+++ Input records +++

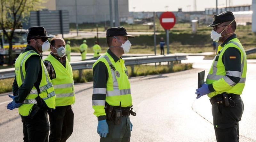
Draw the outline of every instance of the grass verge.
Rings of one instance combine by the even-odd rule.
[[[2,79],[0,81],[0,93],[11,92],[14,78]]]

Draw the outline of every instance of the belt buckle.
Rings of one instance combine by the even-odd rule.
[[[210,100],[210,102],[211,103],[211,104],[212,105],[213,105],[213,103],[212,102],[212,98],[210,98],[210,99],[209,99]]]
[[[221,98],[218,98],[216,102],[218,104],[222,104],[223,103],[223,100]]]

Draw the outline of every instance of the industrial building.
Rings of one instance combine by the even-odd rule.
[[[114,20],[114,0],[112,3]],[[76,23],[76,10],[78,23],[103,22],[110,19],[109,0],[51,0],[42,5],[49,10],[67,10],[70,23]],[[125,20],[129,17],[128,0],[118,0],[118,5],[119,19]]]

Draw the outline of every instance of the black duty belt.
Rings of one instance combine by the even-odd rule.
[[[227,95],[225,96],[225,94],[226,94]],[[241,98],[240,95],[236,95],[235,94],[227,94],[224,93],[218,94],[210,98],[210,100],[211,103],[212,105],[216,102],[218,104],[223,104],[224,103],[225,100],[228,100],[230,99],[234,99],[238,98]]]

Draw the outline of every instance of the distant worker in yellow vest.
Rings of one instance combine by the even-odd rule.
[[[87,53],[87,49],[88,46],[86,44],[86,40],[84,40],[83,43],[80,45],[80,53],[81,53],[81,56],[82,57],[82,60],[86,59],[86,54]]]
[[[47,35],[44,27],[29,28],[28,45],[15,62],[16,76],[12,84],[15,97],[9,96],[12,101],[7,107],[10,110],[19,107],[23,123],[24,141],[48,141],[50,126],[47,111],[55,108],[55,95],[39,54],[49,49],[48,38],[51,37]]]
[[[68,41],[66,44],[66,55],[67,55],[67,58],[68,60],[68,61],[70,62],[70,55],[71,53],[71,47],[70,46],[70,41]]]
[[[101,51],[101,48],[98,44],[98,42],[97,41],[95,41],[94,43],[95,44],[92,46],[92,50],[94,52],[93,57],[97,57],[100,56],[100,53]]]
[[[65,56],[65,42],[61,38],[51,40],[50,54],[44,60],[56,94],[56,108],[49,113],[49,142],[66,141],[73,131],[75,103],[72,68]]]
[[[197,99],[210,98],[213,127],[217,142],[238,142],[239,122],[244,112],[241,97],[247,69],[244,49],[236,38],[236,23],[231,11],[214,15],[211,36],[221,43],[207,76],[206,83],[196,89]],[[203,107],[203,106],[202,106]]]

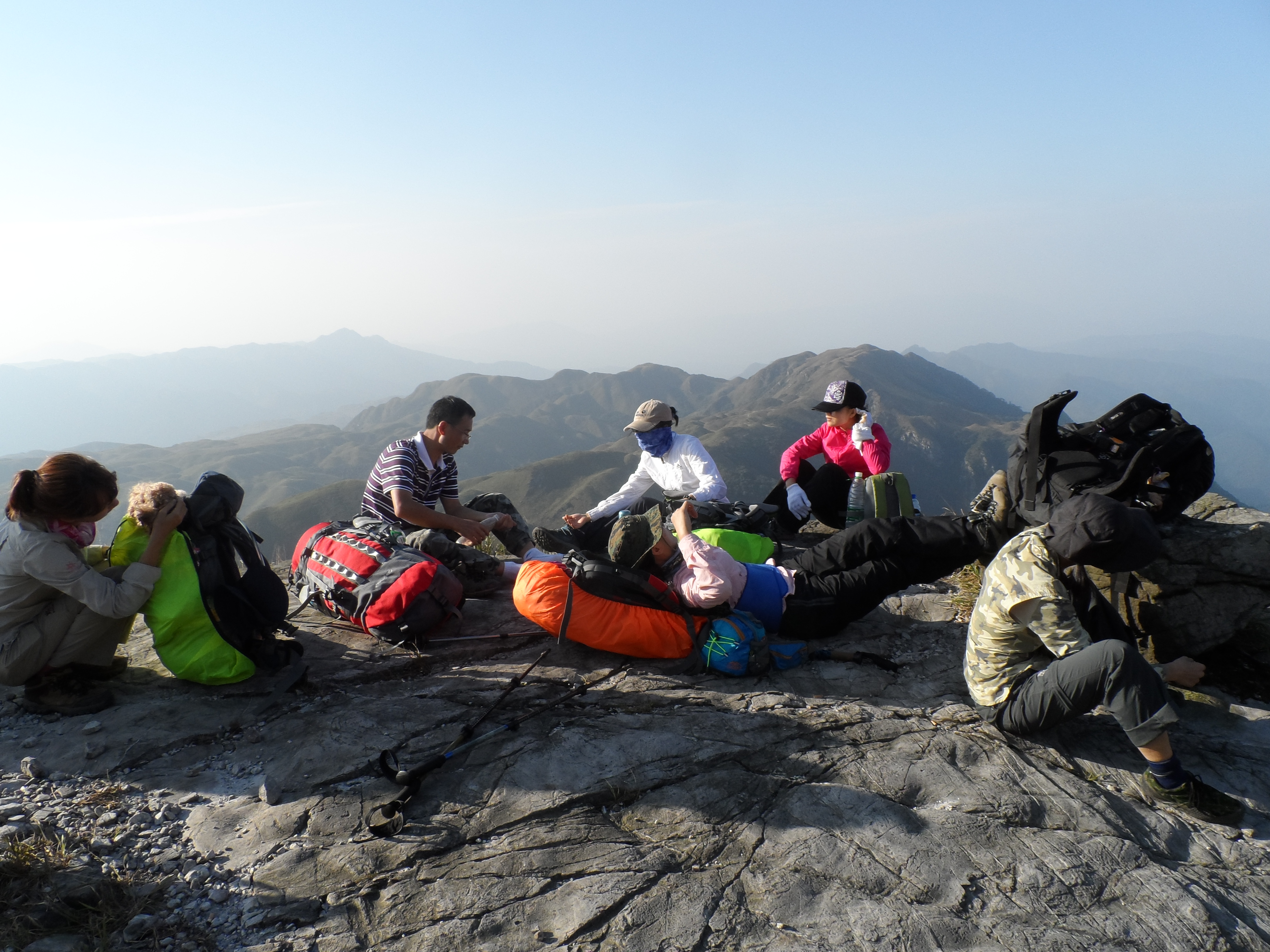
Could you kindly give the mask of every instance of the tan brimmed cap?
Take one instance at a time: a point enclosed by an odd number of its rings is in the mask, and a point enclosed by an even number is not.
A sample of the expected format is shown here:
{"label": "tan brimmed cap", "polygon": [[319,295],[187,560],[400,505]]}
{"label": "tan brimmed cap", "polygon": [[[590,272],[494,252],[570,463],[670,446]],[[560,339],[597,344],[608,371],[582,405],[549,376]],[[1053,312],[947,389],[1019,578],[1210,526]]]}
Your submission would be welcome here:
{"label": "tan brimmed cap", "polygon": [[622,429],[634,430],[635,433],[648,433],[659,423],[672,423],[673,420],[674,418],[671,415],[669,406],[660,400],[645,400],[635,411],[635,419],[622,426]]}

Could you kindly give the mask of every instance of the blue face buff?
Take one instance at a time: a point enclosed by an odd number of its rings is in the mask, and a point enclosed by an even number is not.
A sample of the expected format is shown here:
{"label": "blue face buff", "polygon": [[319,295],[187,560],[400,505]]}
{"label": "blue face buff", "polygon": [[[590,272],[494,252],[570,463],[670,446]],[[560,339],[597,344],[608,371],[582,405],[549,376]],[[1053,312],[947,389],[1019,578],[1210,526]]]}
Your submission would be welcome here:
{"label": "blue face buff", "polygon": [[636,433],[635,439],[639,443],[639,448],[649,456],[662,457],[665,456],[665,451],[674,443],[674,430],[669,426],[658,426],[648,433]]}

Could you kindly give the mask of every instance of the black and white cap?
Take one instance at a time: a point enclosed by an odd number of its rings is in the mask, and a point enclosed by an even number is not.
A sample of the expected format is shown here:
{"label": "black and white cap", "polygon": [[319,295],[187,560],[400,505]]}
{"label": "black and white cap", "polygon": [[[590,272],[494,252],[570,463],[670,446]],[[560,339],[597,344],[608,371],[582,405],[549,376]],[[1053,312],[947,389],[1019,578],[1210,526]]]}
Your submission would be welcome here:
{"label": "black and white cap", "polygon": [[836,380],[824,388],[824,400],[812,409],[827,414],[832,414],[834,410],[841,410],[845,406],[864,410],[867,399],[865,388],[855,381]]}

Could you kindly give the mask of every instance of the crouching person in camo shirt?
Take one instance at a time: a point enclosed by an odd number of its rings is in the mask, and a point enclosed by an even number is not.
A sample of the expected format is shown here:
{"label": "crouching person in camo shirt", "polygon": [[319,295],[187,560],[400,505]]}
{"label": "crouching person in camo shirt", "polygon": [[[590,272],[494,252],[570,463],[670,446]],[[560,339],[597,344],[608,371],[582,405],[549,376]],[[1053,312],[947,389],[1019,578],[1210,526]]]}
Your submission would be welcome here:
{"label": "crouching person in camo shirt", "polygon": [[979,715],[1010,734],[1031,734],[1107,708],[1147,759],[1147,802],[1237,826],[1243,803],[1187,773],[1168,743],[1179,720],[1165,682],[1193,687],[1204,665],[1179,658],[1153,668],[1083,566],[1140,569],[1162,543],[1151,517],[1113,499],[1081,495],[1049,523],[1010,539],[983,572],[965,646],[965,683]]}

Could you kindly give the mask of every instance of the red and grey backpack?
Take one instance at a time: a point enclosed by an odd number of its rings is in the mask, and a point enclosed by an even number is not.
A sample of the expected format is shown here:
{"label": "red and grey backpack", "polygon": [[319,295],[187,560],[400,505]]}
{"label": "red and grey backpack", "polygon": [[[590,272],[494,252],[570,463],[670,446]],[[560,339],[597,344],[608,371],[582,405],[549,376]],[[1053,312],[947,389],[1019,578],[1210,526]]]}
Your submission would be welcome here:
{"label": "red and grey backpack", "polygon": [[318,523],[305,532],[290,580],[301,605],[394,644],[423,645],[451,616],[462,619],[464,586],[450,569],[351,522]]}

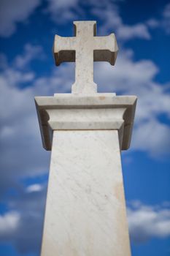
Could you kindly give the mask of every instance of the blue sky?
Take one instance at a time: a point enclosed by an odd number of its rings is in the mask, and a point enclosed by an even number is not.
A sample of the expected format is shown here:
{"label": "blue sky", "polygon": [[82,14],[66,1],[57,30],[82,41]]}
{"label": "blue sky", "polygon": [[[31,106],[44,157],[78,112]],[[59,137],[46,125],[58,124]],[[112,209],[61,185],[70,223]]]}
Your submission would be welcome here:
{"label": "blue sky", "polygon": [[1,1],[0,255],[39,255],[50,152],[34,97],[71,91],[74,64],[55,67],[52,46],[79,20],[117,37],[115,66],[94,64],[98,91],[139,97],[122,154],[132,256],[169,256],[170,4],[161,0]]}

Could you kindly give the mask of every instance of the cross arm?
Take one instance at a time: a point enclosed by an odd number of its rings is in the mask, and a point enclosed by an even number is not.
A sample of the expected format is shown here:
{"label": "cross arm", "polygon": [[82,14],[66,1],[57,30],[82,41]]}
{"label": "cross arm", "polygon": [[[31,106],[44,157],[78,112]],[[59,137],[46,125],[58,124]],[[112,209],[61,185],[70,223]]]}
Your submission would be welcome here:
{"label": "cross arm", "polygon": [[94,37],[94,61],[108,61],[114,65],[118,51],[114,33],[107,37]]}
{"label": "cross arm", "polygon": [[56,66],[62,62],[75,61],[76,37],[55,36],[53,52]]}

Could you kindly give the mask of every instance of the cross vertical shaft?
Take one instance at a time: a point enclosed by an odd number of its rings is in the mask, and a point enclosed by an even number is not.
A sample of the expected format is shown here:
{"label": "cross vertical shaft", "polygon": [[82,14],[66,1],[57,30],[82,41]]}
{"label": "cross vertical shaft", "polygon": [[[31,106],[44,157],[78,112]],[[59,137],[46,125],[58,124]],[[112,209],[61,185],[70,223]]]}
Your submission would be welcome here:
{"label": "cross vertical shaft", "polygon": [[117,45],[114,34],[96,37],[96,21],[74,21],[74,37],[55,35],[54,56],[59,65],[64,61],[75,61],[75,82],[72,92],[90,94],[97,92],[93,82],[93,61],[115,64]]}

+++
+++ Input records +++

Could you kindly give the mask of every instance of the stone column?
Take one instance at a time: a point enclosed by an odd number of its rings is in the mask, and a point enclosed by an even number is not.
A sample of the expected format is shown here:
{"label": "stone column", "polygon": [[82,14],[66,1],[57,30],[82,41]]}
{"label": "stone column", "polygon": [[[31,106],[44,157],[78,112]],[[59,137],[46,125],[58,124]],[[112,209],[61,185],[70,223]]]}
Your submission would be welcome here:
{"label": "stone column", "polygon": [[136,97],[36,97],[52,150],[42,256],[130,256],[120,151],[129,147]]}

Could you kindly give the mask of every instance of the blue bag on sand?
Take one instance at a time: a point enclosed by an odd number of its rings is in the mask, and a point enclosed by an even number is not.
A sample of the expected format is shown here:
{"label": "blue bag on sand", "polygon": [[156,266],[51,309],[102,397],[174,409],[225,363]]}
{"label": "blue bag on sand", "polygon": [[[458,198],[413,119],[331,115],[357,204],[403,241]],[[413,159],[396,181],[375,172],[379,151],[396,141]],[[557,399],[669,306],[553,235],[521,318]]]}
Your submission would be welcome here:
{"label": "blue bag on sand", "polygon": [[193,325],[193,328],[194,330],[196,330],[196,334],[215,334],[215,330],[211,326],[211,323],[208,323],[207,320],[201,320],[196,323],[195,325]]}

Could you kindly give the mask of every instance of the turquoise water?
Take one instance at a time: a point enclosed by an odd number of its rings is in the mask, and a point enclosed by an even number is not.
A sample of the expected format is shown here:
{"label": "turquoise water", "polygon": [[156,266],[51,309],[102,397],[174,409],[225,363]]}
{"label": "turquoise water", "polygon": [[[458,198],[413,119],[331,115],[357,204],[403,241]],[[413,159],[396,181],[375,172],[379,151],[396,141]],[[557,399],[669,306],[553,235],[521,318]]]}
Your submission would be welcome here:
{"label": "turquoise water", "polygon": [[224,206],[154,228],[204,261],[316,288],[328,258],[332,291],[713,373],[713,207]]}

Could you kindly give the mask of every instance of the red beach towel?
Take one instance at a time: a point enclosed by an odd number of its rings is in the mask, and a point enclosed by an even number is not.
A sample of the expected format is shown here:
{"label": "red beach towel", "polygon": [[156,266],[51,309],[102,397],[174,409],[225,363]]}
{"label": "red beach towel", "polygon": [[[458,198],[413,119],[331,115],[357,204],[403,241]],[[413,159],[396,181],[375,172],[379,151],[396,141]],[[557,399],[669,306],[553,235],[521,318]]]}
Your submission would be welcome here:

+++

§ Required task
Rewrite the rows from the line with "Draw the outline of every instance of the grass" up to and including the line with "[[[2,79],[0,81],[0,93],[11,92],[14,78]]]", changing "outline" to "contour" and leaving everything else as it is. Return only those lines.

§ The response
Draw the contour of every instance of the grass verge.
Rings of one instance combine by the even-odd rule.
[[[2,79],[0,81],[0,93],[11,92],[14,78]]]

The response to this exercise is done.